> _Aim of the task_
Give back the line where "Objective — a point for each instance of the woman's eye" appears and all the lines after it until the listing ends, unchanged and with nothing else.

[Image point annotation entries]
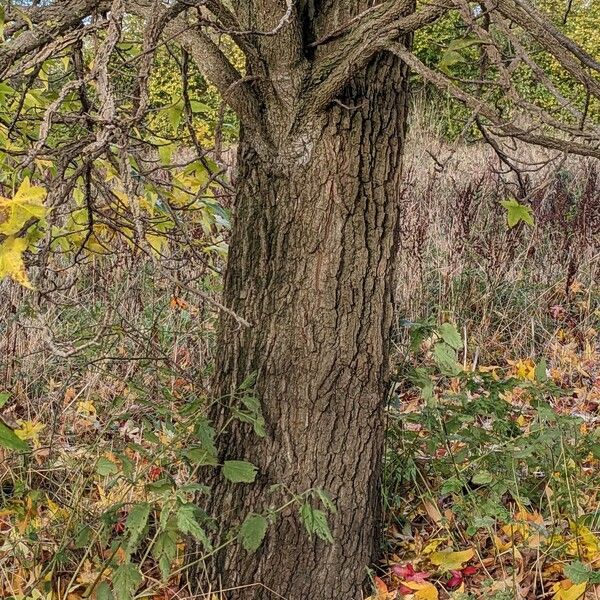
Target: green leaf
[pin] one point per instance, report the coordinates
(106, 467)
(136, 523)
(83, 537)
(482, 478)
(445, 358)
(516, 212)
(103, 591)
(315, 522)
(126, 579)
(10, 440)
(187, 523)
(239, 471)
(252, 531)
(540, 371)
(450, 335)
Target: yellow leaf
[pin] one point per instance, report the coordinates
(451, 561)
(86, 408)
(30, 430)
(27, 203)
(567, 590)
(11, 260)
(423, 589)
(523, 369)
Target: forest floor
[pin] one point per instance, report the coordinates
(493, 476)
(491, 481)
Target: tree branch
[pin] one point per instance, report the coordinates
(353, 50)
(480, 107)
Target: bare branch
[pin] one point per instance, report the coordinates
(480, 107)
(373, 33)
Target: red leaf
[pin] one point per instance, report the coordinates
(408, 573)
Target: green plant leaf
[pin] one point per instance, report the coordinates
(239, 471)
(137, 520)
(445, 358)
(126, 579)
(252, 531)
(516, 212)
(187, 522)
(10, 440)
(103, 592)
(315, 522)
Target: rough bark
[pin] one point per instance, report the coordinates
(312, 268)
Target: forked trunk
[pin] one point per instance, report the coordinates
(312, 268)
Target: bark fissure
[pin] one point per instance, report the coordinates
(312, 268)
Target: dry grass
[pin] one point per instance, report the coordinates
(137, 348)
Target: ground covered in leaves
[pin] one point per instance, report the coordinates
(492, 475)
(491, 481)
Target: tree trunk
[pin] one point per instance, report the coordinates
(311, 267)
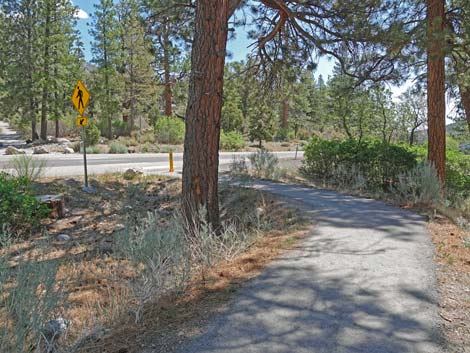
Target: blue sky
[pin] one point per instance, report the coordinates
(237, 47)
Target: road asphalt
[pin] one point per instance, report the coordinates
(361, 282)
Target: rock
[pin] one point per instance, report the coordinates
(63, 238)
(63, 141)
(54, 329)
(132, 173)
(40, 150)
(164, 212)
(11, 150)
(106, 246)
(68, 150)
(56, 204)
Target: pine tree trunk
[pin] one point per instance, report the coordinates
(465, 98)
(436, 88)
(285, 113)
(45, 95)
(201, 146)
(167, 75)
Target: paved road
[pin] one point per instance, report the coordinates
(72, 165)
(361, 282)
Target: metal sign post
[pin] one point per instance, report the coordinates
(80, 100)
(84, 155)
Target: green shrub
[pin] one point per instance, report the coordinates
(19, 210)
(264, 164)
(117, 148)
(458, 173)
(419, 186)
(169, 130)
(378, 162)
(93, 150)
(457, 169)
(231, 141)
(92, 135)
(28, 167)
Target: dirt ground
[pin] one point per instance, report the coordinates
(453, 275)
(452, 246)
(94, 281)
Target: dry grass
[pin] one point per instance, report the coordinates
(96, 282)
(453, 274)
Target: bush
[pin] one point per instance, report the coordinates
(378, 162)
(28, 305)
(28, 167)
(232, 141)
(92, 135)
(169, 130)
(419, 186)
(264, 164)
(20, 212)
(458, 173)
(117, 148)
(167, 258)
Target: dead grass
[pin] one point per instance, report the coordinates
(95, 281)
(453, 275)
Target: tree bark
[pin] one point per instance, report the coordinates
(465, 98)
(436, 87)
(167, 75)
(45, 93)
(201, 146)
(285, 113)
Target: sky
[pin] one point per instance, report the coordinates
(238, 47)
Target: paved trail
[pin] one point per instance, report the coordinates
(362, 282)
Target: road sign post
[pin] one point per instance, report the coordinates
(80, 99)
(84, 156)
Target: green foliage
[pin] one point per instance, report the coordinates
(19, 210)
(28, 167)
(264, 164)
(419, 186)
(92, 135)
(231, 141)
(458, 173)
(169, 130)
(457, 169)
(378, 162)
(31, 295)
(117, 148)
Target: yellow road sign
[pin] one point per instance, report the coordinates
(82, 121)
(80, 97)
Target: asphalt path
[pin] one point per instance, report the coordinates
(361, 282)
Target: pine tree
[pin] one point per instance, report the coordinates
(139, 76)
(107, 55)
(436, 87)
(327, 27)
(170, 27)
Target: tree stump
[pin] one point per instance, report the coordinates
(56, 204)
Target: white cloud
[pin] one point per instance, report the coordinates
(82, 14)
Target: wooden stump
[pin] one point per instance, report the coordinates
(56, 204)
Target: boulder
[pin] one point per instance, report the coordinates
(63, 141)
(132, 173)
(40, 150)
(68, 150)
(63, 238)
(11, 150)
(54, 329)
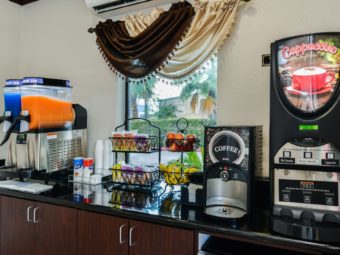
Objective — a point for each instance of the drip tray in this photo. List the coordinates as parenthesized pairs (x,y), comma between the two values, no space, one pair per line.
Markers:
(218,245)
(224,211)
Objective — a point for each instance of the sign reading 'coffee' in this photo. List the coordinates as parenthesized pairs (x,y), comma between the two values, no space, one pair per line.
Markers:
(226,146)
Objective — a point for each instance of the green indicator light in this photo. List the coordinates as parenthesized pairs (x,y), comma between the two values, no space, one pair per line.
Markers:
(308,127)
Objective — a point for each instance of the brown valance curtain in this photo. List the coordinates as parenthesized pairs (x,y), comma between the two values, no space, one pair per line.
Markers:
(140,55)
(212,24)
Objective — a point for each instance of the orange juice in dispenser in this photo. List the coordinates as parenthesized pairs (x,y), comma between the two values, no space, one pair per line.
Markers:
(47,102)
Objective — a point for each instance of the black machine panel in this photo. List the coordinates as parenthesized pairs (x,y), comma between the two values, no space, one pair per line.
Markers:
(304,136)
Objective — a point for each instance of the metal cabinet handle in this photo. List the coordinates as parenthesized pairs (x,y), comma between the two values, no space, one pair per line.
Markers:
(130,237)
(121,241)
(28,210)
(35,220)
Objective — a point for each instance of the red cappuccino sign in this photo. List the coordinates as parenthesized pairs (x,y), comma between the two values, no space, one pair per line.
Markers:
(301,49)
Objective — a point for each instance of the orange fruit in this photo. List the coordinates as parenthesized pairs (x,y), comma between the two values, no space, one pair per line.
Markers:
(171,136)
(179,136)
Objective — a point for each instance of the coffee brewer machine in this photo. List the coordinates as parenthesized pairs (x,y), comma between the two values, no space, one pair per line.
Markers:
(304,136)
(232,159)
(49,131)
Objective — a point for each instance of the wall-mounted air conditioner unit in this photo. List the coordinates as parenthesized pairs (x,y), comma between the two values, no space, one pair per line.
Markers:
(111,8)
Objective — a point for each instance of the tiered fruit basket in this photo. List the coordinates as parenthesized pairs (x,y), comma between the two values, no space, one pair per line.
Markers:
(177,173)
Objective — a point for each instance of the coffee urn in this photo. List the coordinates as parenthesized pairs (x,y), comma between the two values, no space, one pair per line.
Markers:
(304,137)
(232,159)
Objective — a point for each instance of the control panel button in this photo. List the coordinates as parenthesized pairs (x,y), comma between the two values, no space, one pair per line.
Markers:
(307,154)
(286,154)
(330,155)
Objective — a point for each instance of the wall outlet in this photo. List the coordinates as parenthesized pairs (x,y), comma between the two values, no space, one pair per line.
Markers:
(266,60)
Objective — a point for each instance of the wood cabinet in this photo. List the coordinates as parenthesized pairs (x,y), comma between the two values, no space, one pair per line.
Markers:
(102,234)
(17,230)
(29,227)
(148,238)
(56,230)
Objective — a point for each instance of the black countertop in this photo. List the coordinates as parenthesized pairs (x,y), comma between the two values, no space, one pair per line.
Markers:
(163,206)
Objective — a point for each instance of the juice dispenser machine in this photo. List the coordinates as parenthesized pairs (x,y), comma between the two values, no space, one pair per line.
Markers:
(304,136)
(50,131)
(12,102)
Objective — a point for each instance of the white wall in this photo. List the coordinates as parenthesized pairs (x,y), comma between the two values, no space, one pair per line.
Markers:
(9,48)
(55,43)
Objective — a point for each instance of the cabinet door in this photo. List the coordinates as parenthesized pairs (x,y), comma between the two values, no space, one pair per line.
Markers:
(102,234)
(17,233)
(144,238)
(148,238)
(177,241)
(56,229)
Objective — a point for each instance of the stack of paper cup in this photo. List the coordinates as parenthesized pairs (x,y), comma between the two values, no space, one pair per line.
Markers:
(99,157)
(107,157)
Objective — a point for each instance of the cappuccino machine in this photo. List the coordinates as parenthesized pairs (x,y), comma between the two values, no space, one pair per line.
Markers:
(232,160)
(42,130)
(305,137)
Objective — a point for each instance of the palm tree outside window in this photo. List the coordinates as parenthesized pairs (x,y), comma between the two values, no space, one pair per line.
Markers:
(163,103)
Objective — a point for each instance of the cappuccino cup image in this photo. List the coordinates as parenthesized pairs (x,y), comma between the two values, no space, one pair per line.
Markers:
(311,79)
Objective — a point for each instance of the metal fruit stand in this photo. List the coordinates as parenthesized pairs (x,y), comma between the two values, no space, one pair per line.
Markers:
(177,175)
(131,182)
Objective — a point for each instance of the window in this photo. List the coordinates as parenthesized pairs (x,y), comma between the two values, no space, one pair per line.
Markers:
(163,103)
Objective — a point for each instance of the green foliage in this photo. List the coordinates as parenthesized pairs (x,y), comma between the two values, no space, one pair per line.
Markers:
(166,112)
(192,159)
(196,126)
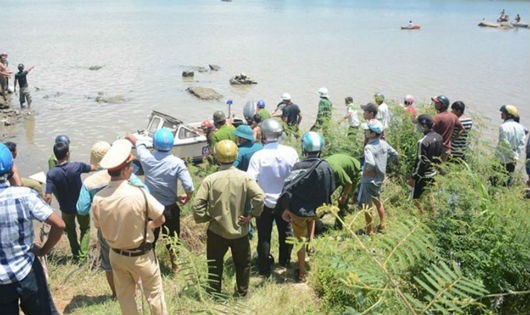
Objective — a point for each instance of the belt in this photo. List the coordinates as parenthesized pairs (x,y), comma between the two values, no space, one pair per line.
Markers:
(129,253)
(134,252)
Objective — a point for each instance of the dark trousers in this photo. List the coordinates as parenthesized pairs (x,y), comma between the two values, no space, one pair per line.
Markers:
(32,293)
(216,248)
(510,169)
(172,225)
(264,224)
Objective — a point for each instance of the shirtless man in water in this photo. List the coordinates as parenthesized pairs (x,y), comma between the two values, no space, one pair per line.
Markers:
(4,76)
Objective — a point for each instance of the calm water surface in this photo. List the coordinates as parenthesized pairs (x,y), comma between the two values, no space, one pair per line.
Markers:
(352,47)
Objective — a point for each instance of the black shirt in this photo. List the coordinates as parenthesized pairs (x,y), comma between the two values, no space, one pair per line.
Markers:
(314,190)
(22,80)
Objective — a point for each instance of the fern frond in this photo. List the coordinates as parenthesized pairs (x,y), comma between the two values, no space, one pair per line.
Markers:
(448,290)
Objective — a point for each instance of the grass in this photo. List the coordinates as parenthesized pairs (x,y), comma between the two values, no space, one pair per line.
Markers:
(82,289)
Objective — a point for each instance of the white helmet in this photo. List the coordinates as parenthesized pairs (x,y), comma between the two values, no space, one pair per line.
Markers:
(271,129)
(409,99)
(323,92)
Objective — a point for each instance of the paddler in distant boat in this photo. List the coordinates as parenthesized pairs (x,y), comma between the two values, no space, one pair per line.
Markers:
(503,17)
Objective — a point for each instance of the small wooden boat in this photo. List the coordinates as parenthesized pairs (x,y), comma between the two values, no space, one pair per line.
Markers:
(411,27)
(504,25)
(484,23)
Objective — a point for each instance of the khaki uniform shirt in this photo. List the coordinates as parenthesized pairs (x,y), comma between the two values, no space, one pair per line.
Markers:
(119,211)
(221,199)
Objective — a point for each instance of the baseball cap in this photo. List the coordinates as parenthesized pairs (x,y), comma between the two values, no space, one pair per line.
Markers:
(510,109)
(373,125)
(117,156)
(245,132)
(286,96)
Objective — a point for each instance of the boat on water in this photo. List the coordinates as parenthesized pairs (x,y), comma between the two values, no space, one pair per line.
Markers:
(485,23)
(190,142)
(411,27)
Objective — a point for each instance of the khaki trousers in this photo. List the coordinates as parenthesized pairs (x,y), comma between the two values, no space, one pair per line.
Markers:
(127,271)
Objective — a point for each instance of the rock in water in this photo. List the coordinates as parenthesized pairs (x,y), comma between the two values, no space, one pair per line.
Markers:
(204,93)
(214,67)
(242,79)
(117,99)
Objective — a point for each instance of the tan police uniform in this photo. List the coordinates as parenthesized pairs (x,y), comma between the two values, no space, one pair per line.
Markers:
(121,211)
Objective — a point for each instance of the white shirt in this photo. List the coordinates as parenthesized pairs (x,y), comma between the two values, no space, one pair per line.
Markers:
(511,141)
(351,113)
(269,167)
(383,114)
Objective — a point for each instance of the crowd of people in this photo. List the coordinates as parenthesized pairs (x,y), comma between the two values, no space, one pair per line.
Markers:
(258,177)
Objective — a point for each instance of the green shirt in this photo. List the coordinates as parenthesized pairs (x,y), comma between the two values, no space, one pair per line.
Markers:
(221,199)
(345,168)
(324,111)
(52,161)
(264,114)
(225,132)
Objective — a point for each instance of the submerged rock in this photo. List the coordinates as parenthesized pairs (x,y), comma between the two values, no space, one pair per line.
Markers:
(204,93)
(214,67)
(242,79)
(116,99)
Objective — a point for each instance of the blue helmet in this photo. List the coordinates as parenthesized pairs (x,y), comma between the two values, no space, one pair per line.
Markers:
(312,142)
(163,140)
(6,159)
(62,139)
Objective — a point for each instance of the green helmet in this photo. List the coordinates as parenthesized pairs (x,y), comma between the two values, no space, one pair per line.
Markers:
(219,116)
(225,151)
(379,98)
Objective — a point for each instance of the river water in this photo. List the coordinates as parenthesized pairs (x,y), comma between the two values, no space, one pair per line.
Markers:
(352,47)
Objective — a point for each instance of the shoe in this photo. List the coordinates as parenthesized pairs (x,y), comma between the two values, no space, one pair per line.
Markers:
(300,278)
(361,232)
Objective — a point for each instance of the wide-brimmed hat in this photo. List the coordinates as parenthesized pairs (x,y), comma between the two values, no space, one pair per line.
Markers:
(286,97)
(510,109)
(323,92)
(219,116)
(245,132)
(370,107)
(118,155)
(374,125)
(98,151)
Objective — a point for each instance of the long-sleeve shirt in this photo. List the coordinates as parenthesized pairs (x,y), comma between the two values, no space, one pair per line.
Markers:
(245,152)
(221,199)
(162,172)
(269,167)
(429,152)
(93,184)
(511,141)
(377,153)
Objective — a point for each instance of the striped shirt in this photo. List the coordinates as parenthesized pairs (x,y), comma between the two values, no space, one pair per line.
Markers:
(459,145)
(18,207)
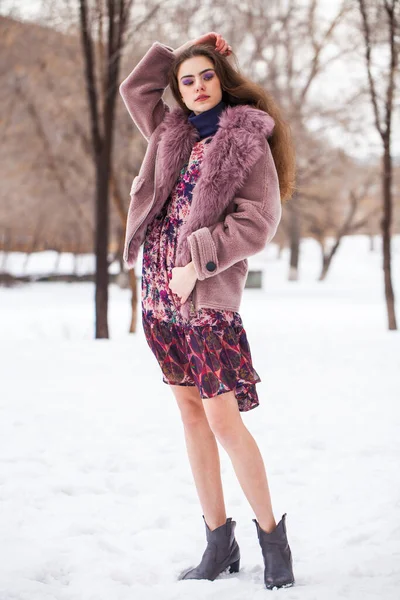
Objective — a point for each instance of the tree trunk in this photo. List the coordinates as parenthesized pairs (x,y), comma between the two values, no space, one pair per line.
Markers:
(294,232)
(101,244)
(386,235)
(133,284)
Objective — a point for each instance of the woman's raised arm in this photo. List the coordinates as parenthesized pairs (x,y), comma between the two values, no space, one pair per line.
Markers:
(142,90)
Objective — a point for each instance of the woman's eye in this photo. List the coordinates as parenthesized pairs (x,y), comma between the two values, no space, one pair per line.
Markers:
(207,77)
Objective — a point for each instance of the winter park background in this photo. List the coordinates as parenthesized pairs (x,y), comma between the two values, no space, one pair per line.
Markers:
(97,500)
(96,494)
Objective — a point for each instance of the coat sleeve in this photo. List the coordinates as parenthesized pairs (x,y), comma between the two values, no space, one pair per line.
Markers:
(142,90)
(246,231)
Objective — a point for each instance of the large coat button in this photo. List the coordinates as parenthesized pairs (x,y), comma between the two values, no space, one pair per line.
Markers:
(211,266)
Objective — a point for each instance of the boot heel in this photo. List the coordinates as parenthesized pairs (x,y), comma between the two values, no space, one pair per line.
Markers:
(234,567)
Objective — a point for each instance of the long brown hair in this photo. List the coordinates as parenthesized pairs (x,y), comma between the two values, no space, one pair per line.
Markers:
(237,89)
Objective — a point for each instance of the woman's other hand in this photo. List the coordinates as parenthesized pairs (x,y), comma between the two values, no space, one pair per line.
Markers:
(183,280)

> _Response to the task_
Objective — a point for each instance of the woman's eye in this photo. List the coordinates as parenthesized pairs (x,y), comma between the two values, no space, one pair per line.
Markers:
(207,77)
Objective — a point for each instance of the winter park background in this photo. List the coordinates as parenthesized pairs (x,y), comma between the two values, no space, one pair per line.
Markers:
(97,500)
(96,494)
Objective — a point for each instance of the coat sleeve in this photo. List the coordinates as parenthesized pairs (x,y), comma between the two values, no space, one pair per line.
Markers:
(142,90)
(246,231)
Objective — a point for each instance of the large coat button in this photo. List the coordinates as parenthesized pairs (x,y), comma between the two values, no space, one pair per line.
Markers:
(211,266)
Objective — a point for each instance of the boot heel in this photo. List the coordinates as parenthesized pairs (x,y), comma between the two values, no space, one pair per line.
Markers:
(234,567)
Objective — a point for each instance of the long brown hair in this photo. List the coordinates as parenthesized pairs (x,y), comma between the two values, no space, one pair per line.
Markers:
(237,89)
Objective — a point for each instance of the woman's other hand in this photo. List the coordinates as parenthesized pairs (x,y), comma between the two values, no space, one pair per line.
Markers:
(183,280)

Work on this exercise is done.